_Text section_

* * * *

Open the eyes of my heart, Lord
Open the eyes of my heart
I want to see You
I want to see You.

And then I ducked.

I ducked because I suddenly remembered that God had warned Moses that if Moses actually saw God, he would instantly die. Instead, God offered to cover Moses' eyes while he passed by, and then, once he passed by Moses, to let Moses see his "backside."

Since I didn't want to die that instant—I had a playoff game to watch after church—I stopped singing. But I didn't want others to think I didn't love God, so I started singing again, but quietly, with a revised text:

Cover the eyes of my heart, Lord
Cover the eyes of my heart
I want to see your backside
I want to see your backside.

This version failed to inspire me for some reason, so I stopped singing the chorus again, even though it risked my Christian reputation. Still, I joined in heartily at these lines:

To see you high and lifted up
Shining in the light of your glory
Lord, pour out your power and love
as we sing Holy, Holy, Holy.

* * * *

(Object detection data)

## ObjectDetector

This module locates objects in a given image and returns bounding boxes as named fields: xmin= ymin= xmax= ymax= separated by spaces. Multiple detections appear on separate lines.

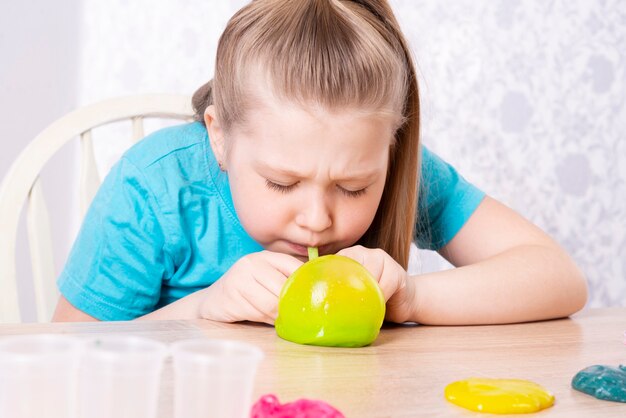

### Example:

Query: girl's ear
xmin=204 ymin=105 xmax=226 ymax=170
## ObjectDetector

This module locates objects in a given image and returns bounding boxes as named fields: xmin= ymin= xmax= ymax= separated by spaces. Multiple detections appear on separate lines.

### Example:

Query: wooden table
xmin=0 ymin=308 xmax=626 ymax=418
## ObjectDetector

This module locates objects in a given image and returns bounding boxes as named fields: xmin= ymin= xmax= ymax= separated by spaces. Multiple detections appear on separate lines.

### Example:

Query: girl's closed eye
xmin=265 ymin=179 xmax=300 ymax=193
xmin=265 ymin=179 xmax=367 ymax=197
xmin=337 ymin=186 xmax=367 ymax=197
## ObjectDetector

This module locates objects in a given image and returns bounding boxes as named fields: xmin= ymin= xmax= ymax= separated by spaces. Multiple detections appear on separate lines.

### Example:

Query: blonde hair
xmin=193 ymin=0 xmax=420 ymax=268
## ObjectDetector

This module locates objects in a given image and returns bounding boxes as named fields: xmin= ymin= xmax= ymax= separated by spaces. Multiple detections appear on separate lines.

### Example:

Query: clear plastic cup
xmin=0 ymin=334 xmax=84 ymax=418
xmin=171 ymin=339 xmax=263 ymax=418
xmin=79 ymin=336 xmax=168 ymax=418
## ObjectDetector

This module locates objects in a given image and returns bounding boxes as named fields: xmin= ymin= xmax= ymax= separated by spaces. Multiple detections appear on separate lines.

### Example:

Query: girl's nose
xmin=296 ymin=197 xmax=332 ymax=232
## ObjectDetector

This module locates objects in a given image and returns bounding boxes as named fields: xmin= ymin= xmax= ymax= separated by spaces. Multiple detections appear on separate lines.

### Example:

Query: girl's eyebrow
xmin=254 ymin=161 xmax=380 ymax=181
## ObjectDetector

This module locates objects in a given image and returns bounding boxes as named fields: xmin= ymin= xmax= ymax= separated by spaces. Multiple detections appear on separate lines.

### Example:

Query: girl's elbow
xmin=566 ymin=262 xmax=589 ymax=316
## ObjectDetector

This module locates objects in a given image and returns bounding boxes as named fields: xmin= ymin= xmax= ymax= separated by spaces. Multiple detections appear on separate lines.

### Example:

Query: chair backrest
xmin=0 ymin=94 xmax=193 ymax=323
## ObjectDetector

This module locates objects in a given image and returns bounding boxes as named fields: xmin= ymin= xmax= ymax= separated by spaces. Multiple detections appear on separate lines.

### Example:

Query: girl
xmin=54 ymin=0 xmax=587 ymax=325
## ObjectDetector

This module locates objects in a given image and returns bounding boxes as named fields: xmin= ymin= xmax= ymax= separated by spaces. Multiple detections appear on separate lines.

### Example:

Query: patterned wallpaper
xmin=79 ymin=0 xmax=626 ymax=307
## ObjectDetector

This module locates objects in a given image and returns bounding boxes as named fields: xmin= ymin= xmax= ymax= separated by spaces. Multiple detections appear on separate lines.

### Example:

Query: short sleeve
xmin=58 ymin=158 xmax=172 ymax=320
xmin=415 ymin=147 xmax=485 ymax=250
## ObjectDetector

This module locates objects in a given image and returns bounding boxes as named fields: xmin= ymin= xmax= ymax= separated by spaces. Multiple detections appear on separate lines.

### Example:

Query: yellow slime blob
xmin=445 ymin=378 xmax=554 ymax=414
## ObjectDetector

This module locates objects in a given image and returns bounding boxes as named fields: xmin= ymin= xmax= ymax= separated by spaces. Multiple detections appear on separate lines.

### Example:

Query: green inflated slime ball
xmin=275 ymin=255 xmax=385 ymax=347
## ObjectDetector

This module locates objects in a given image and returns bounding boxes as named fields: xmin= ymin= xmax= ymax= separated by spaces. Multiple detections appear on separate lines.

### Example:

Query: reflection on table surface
xmin=0 ymin=308 xmax=626 ymax=418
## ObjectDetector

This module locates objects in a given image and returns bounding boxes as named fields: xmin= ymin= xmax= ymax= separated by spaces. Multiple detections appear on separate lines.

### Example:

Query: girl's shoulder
xmin=122 ymin=122 xmax=208 ymax=169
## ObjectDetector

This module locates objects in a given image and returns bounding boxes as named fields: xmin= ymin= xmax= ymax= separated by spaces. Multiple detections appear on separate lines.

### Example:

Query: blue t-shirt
xmin=58 ymin=122 xmax=484 ymax=320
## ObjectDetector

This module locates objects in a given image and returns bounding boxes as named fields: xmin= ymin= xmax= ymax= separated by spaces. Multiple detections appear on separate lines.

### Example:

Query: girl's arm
xmin=405 ymin=197 xmax=587 ymax=325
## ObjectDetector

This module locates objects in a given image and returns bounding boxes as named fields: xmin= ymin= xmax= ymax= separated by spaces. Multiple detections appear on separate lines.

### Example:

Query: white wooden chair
xmin=0 ymin=94 xmax=193 ymax=323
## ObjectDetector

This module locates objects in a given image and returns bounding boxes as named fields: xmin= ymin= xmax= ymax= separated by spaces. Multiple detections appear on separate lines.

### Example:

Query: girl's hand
xmin=200 ymin=251 xmax=302 ymax=325
xmin=337 ymin=245 xmax=416 ymax=323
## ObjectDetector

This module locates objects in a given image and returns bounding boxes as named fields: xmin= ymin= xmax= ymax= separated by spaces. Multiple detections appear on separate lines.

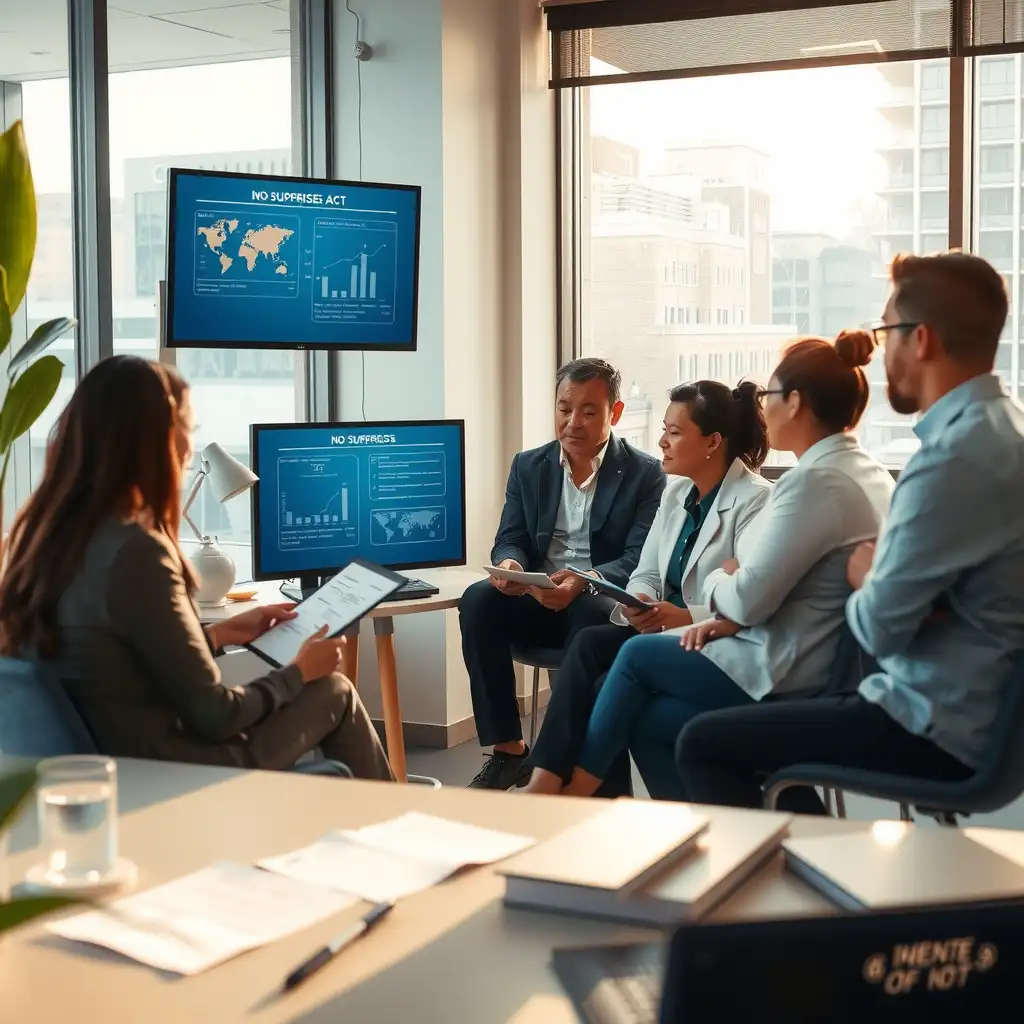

* * * *

Extend the text about singing the worship chorus, picking up right after its final sung line. This data is separate material and has no connection to the text about singing the worship chorus.

And then I remembered that, according to Paul, "high and lifted up" is precisely where God is not to be found. I was singing like those who expect to see God in wondrous signs and others who think they'll find him in glorious wisdom. But Paul said that Jesus is not to be found "high and lifted up" but "down and lowly": "For Jews demand signs and Greeks seek wisdom, but we preach Christ crucified" (1 Cor. 1:22–23, ESV). So I began revising these lines:

 To see you low and despised
Shining in the light of your glory …
Lord, pour out your weakness and love
As we sing Holy, Holy, Holy.

That last part—about "pour out your weakness and love"—just came to me, ...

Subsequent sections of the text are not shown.